**BRIEF:** Turn all of the material below into a numbered list with one line per item. Skip blank lines and leave out the pictures.

-- -- --

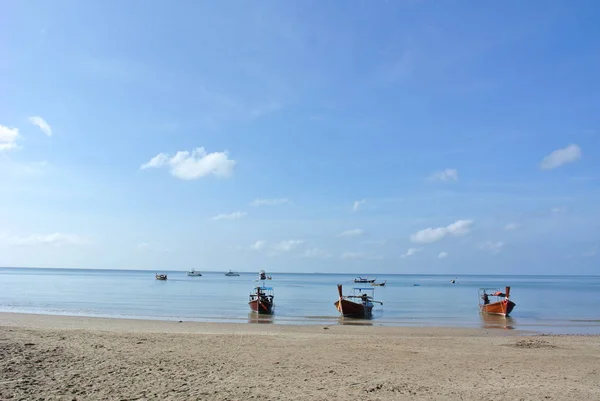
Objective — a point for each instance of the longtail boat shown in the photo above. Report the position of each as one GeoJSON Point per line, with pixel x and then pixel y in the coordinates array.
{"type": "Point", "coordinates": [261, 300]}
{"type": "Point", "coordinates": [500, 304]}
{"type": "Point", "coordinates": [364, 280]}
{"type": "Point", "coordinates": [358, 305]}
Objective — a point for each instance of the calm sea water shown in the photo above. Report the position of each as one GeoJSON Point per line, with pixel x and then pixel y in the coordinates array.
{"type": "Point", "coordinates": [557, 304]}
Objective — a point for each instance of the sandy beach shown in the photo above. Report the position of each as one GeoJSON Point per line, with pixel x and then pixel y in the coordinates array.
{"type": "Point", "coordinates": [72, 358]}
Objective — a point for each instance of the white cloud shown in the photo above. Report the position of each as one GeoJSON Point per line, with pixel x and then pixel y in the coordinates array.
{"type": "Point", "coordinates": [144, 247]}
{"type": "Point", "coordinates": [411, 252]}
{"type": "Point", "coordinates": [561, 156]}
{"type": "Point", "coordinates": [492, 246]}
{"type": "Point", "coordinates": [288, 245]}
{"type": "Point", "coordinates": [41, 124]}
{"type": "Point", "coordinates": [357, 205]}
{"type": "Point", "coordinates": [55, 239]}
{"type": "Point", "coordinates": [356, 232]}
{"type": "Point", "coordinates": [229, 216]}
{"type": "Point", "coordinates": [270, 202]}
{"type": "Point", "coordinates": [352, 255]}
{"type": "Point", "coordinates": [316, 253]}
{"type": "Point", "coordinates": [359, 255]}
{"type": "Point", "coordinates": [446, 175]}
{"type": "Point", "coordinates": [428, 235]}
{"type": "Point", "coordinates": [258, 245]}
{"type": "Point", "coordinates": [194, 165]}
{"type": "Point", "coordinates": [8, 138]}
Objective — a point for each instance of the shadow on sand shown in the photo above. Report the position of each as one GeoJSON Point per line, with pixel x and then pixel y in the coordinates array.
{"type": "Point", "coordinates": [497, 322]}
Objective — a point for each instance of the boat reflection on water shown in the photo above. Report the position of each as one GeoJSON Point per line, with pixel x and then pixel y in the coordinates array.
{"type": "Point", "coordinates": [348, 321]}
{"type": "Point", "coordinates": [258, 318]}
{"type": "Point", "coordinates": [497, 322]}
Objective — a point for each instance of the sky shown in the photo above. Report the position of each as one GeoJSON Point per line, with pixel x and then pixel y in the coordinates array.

-- -- --

**RESULT OF THIS EXERCISE:**
1. Objective — a point for each instance of the longtail boat shown in the photo above. Report the position of each as one GeoJSON Point per line, with pixel x and then pixel y in the coordinates array.
2. {"type": "Point", "coordinates": [261, 300]}
3. {"type": "Point", "coordinates": [500, 304]}
4. {"type": "Point", "coordinates": [364, 280]}
5. {"type": "Point", "coordinates": [358, 305]}
6. Objective — a point for each instance of the calm sea water shown in the photo above. Report the position of each as one GeoJSON Point per line, with pixel x and then pixel y in the coordinates array.
7. {"type": "Point", "coordinates": [557, 304]}
8. Objective — a point for each instance of the sandy beach shown in the photo above. Report the position of each as one GeoJSON Point per line, with pixel x and then pixel y in the coordinates array.
9. {"type": "Point", "coordinates": [72, 358]}
10. Objective — a point for each instance of the white cloud shown in the photo above. Report the position of each as one GeoJSON Point per line, with pixel x and then pixel y in the coordinates array.
11. {"type": "Point", "coordinates": [144, 247]}
12. {"type": "Point", "coordinates": [411, 252]}
13. {"type": "Point", "coordinates": [561, 156]}
14. {"type": "Point", "coordinates": [492, 246]}
15. {"type": "Point", "coordinates": [288, 245]}
16. {"type": "Point", "coordinates": [41, 124]}
17. {"type": "Point", "coordinates": [357, 205]}
18. {"type": "Point", "coordinates": [55, 239]}
19. {"type": "Point", "coordinates": [356, 232]}
20. {"type": "Point", "coordinates": [229, 216]}
21. {"type": "Point", "coordinates": [270, 202]}
22. {"type": "Point", "coordinates": [352, 255]}
23. {"type": "Point", "coordinates": [316, 253]}
24. {"type": "Point", "coordinates": [359, 255]}
25. {"type": "Point", "coordinates": [446, 175]}
26. {"type": "Point", "coordinates": [428, 235]}
27. {"type": "Point", "coordinates": [258, 245]}
28. {"type": "Point", "coordinates": [194, 165]}
29. {"type": "Point", "coordinates": [8, 138]}
30. Objective — a point for each instance of the shadow on sand shown in the photo above. Report the position of each as one GeoJSON Point per line, with pixel x and then pixel y in the coordinates array.
31. {"type": "Point", "coordinates": [497, 322]}
32. Objective — a point for each instance of the boat reflection on water shown in the photo above. Report the position of each as one GeoJSON Point per line, with pixel x and then pixel y in the coordinates array.
33. {"type": "Point", "coordinates": [348, 321]}
34. {"type": "Point", "coordinates": [258, 318]}
35. {"type": "Point", "coordinates": [497, 322]}
36. Objective — a point for each instance of the sky shown in the photo above. Report the position of each as one GeoJSON Point per line, with pixel x and then pixel y in the coordinates array.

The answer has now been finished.